## Given request
Return every entry exactly.

+++++

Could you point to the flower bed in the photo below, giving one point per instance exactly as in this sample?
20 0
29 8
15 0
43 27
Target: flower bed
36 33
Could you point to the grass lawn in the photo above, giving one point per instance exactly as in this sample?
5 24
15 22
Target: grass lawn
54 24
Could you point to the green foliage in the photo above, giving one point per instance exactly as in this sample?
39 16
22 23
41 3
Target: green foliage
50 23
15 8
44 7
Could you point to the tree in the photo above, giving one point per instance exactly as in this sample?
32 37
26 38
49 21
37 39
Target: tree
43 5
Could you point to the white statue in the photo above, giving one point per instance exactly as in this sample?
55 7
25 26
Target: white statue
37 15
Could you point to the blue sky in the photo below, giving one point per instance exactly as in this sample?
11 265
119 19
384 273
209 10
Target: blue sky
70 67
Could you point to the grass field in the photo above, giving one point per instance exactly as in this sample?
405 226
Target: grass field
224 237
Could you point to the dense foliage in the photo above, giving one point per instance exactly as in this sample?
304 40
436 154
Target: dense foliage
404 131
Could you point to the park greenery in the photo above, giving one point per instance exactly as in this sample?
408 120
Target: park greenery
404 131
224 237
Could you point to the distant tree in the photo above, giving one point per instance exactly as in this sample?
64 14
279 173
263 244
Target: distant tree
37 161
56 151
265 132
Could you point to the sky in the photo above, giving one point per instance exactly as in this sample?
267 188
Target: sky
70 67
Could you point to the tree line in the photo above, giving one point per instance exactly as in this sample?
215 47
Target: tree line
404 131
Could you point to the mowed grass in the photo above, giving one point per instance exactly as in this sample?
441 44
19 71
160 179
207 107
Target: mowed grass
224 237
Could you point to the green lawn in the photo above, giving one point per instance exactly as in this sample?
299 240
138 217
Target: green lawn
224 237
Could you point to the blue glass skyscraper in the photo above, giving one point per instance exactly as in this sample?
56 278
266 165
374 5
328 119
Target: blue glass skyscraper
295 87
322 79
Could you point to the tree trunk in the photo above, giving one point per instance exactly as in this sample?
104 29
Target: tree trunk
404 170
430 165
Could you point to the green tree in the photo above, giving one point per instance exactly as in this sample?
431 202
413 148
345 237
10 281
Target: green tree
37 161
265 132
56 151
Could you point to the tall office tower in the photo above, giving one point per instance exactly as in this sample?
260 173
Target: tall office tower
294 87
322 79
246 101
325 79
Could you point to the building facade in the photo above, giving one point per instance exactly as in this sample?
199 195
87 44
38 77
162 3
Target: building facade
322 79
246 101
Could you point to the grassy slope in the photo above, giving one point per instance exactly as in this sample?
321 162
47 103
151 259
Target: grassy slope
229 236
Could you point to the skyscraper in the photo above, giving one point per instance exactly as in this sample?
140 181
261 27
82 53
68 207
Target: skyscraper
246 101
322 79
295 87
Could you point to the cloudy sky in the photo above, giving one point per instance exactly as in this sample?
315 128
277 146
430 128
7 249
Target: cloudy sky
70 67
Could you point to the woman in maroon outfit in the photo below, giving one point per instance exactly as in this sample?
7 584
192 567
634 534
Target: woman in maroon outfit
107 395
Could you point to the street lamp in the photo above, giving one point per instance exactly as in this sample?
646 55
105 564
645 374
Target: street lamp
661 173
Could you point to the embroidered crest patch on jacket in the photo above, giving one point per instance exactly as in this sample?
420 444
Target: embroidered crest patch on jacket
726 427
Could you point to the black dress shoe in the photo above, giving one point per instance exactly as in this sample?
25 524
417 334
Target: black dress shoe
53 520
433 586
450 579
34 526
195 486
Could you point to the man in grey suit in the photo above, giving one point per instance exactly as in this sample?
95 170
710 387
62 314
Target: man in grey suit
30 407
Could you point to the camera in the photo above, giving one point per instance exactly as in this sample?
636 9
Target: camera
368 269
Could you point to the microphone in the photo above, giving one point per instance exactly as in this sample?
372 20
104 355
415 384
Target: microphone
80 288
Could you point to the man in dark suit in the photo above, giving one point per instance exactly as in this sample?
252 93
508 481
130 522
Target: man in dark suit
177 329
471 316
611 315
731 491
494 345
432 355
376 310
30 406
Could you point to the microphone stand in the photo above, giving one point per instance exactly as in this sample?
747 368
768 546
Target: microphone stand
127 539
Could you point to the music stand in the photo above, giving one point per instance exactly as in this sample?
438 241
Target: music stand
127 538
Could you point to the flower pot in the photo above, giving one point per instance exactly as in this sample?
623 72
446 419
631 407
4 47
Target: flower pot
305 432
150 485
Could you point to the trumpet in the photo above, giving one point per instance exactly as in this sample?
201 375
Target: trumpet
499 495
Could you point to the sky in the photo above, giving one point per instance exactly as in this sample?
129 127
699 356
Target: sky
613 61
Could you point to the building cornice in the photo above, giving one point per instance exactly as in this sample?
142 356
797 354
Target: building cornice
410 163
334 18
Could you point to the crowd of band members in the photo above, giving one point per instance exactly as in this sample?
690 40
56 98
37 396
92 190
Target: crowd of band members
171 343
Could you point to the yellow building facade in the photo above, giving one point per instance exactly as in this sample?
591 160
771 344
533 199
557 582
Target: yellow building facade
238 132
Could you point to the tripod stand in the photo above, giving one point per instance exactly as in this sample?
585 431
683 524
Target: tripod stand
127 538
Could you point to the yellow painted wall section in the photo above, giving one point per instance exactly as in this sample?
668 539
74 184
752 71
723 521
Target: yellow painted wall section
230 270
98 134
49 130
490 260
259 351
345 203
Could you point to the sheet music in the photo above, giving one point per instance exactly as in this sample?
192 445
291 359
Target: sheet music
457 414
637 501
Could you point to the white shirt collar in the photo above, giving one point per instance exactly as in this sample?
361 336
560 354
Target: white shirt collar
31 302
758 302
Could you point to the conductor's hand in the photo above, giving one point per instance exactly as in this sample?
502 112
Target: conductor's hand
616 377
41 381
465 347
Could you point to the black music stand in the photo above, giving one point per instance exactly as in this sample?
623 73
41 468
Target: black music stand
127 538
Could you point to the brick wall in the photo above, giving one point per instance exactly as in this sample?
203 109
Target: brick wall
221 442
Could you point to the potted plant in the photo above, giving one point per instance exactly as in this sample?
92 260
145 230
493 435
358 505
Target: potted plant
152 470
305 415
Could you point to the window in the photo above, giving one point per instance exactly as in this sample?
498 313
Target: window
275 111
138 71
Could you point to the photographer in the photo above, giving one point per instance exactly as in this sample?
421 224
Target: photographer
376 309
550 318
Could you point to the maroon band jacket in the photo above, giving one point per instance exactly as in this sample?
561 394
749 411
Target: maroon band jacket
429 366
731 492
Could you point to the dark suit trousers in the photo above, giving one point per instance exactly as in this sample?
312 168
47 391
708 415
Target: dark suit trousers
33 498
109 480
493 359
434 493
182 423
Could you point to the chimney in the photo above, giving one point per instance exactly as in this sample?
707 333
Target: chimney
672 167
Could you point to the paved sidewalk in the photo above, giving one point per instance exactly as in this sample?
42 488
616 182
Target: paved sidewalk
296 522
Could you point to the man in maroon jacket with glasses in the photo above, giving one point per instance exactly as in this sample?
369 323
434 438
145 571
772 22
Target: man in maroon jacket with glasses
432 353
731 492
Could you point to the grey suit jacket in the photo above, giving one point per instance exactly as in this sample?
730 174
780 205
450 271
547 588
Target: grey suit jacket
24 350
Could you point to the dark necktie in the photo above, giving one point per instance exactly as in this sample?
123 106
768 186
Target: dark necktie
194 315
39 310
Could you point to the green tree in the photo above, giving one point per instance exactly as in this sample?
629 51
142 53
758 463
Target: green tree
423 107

+++++

## Task answer
Could you point to the flower bed in the photo below, giving one point per instance exactly as in this sample?
20 0
29 8
15 0
43 27
Target: flower bed
36 33
Could you point to the grass lawn in the photo above, giving one point per instance exactly as in this sample?
5 24
15 22
Target: grass lawn
54 24
Could you point to the green foliage in the photo above, giving one point per instance exactly as in this sample?
39 16
22 23
41 3
Target: green foliage
50 23
15 8
44 7
Could you point to the tree in the photo above, giving one point per instance exactly as in this sample?
32 37
26 38
49 21
37 39
Target: tree
43 5
Could you point to the white statue in the photo above, giving one point per instance exactly as in this sample?
55 7
25 26
Target: white statue
37 15
Could you point to the blue sky in the photo below, giving one point per instance exactly as in this sample?
11 265
119 19
384 273
209 10
Target: blue sky
70 67
Could you point to the grass field in the photo above, giving one point per instance exactly as in this sample?
405 226
Target: grass field
224 237
Could you point to the dense foliage in the photo above, giving one point per instance exactly as in this sample?
304 40
436 154
Target: dense foliage
404 131
Could you point to the park greenery in the photo above, giving one point per instance exactly as in this sample?
408 120
Target: park greenery
404 131
224 237
Could you point to the distant tree in the photo above, giving one point per instance exactly as in this sample?
64 14
279 173
263 244
Target: distant tree
37 161
56 151
265 132
Could you point to the sky in the photo above, giving one point per instance exactly as in this sample?
267 188
Target: sky
70 67
Could you point to the tree line in the photo above, giving one point per instance exactly as in this sample?
215 47
Target: tree line
404 131
Could you point to the mowed grass in the photo above, giving one point per instance exactly as in this sample?
441 44
19 71
160 179
207 107
Target: mowed grass
224 237
Could you point to the green lawn in the photo above, giving one point per instance exactly as in this sample?
299 240
138 217
Target: green lawn
224 237
Could you point to the blue glass skyscraper in the photo above, giving one point per instance exactly as in this sample?
56 278
266 165
374 5
328 119
Target: blue glass skyscraper
295 87
322 79
Could you point to the tree trunk in the photo above, giving one point per instance exactly as in this sample?
104 29
Target: tree trunk
404 170
430 165
Could you point to the green tree in the photo above, giving one point per instance exactly as in this sample?
431 202
413 148
345 237
10 281
Target: green tree
37 161
265 132
56 151
Could you point to the tall office tower in the photo above, giving one point per instance exactly as in this sample?
260 173
Target: tall office tower
294 87
322 79
246 101
325 79
Could you point to the building facade in the photo above, giving one point per instance exactly as in this sample?
199 195
87 44
38 77
162 3
Target: building facade
322 79
246 101
Could you point to the grassy slope in the photo above, giving one point per instance exactly as in this sample?
321 162
47 103
151 259
Target: grassy slope
229 236
Could you point to the skyscraper in the photo above, giving one point per instance exactly as in this sample?
140 181
261 27
82 53
68 207
Target: skyscraper
246 101
322 79
295 87
Could you point to the cloudy sky in the photo above, giving one point per instance exactly as in this sample?
315 128
277 146
430 128
7 249
Target: cloudy sky
70 67
Could you point to the woman in maroon outfit in the photo below, giving one point per instance exactly as in this sample?
7 584
192 567
634 534
Target: woman in maroon outfit
107 395
Could you point to the street lamp in the photo above, giving one point per instance exactly as in this sample?
646 55
105 564
645 374
Target: street lamp
661 173
Could you point to the embroidered crest patch on jacket in the photo above, giving one point per instance exactly as in this sample?
420 444
Target: embroidered crest patch on jacket
726 427
Could you point to the black dress shoe in the photo above, giving one point per instance exactly as in this sample?
25 524
417 334
Target: black dress shoe
53 520
433 586
450 579
34 526
195 486
Could you point to the man in grey suit in the photo above, giving one point per instance exactly as in this sample?
95 170
710 387
62 314
Target: man in grey suit
30 407
Could you point to the camera in the photo above, giving one point per instance exactly as in this sample?
636 9
Target: camera
368 269
Could you point to the microphone in the photo above, giving one point per instance exactly as in this sample?
372 20
104 355
415 384
Target: microphone
80 288
Could you point to the man in dark suit in the photo above, giving one point per instance exactly as in this sample?
252 93
508 481
130 522
Target: man in dark suit
177 329
471 316
611 315
731 491
494 345
432 355
376 310
30 406
Could you point to the microphone stand in the photo above, giving one point per instance exactly as in this sample?
747 368
768 546
Target: microphone stand
127 539
Could you point to the music stand in the photo above, giving one point per instance exactly as in this sample?
438 241
Target: music stand
127 538
Could you point to the flower pot in the photo above, giving one point per instance exactly as in this sample?
623 72
446 419
631 407
4 47
Target: flower pot
305 432
150 485
Could you point to the trumpet in the photo above, giving one point per instance exactly as in this sample?
201 375
Target: trumpet
499 495
Could you point to the sky in the photo above, giving one point per instance exactly as in this sample?
129 127
699 356
Target: sky
613 61
Could you point to the building cornice in the photo above, giving one point per instance exactly as in this sample?
142 356
797 354
Target: building cornice
410 163
334 18
Could you point to the crowd of band members in the photo above, giving one point per instance exactly as in this sample?
690 40
56 98
37 396
92 190
Target: crowd of band members
171 343
Could you point to the yellow building facade in the photo above, giving one point per instance exactly as in this sample?
591 160
771 344
533 199
557 582
Target: yellow building facade
238 132
Could you point to the tripod stand in the photo above, giving one point per instance exactly as in this sample?
585 431
683 524
Target: tripod stand
127 538
Could you point to the yellow painted wall section in the photo above, giving one point per instance exactly as in this sample?
668 539
74 184
752 71
723 521
Target: yellow painted wall section
230 270
98 134
49 130
490 260
259 351
345 203
Could you point to the sheet music in the photo above, giving one point per instance exactly as in this sample?
192 445
291 359
Target: sheet music
457 414
637 501
Could you point to the white shirt collar in the photo above, giving one point per instance exactly as in this sample?
361 336
560 354
Target: white shirt collar
31 302
758 302
Could you point to the conductor's hand in the photo above, giving one point per instance exactly as in this sample?
502 112
Target: conductor's hand
616 377
41 381
465 347
Could you point to the black music stand in the photo above, giving one point per instance exactly as in this sample?
623 73
41 468
Target: black music stand
127 538
Could you point to the brick wall in the photo above, giving one point per instance exactly as in this sample?
203 109
Target: brick wall
221 442
Could you point to the potted plant in the photo above, giving one point per instance exactly as in this sample?
92 260
145 230
493 435
358 505
Target: potted plant
152 470
305 415
Could you point to the window in the photo above, giving one point per instance exactly as in this sample?
498 313
Target: window
275 111
138 71
Could you point to the photographer in the photo above, giving one point per instance exactly as in this sample?
421 224
Target: photographer
376 309
550 318
Could you point to the maroon band jacket in the photo above, giving one point per instance exactly as in this sample?
561 394
749 411
Target: maroon band jacket
429 366
731 492
Could you point to the dark suit trousers in the photo above, giving one point per instance exactly as in this sample?
312 168
47 391
708 415
Target: dark suit trousers
33 498
109 480
493 359
434 493
182 423
Could you point to the chimney in the photo above, giving one point per instance exactly as in this sample?
707 333
Target: chimney
672 167
Could you point to the paved sidewalk in the photo above, giving one point per instance exactly as in this sample?
42 488
616 182
Target: paved sidewalk
296 522
Could you point to the man in maroon jacket with glasses in the photo above, giving one point per instance exactly as in this sample?
369 323
434 438
145 571
772 22
Target: man in maroon jacket with glasses
432 353
731 492
Could you point to the grey suit jacket in the photo above, giving one point per instance exactly as in this sample?
730 174
780 205
450 271
547 588
Target: grey suit jacket
24 350
Could you point to the dark necktie in the photo above, giving one point per instance exactly as in this sample?
123 106
768 186
Target: dark necktie
194 315
39 310
Could you point to the green tree in the photo above, giving one point per instance exactly as in this sample?
629 51
142 53
758 463
Target: green tree
423 107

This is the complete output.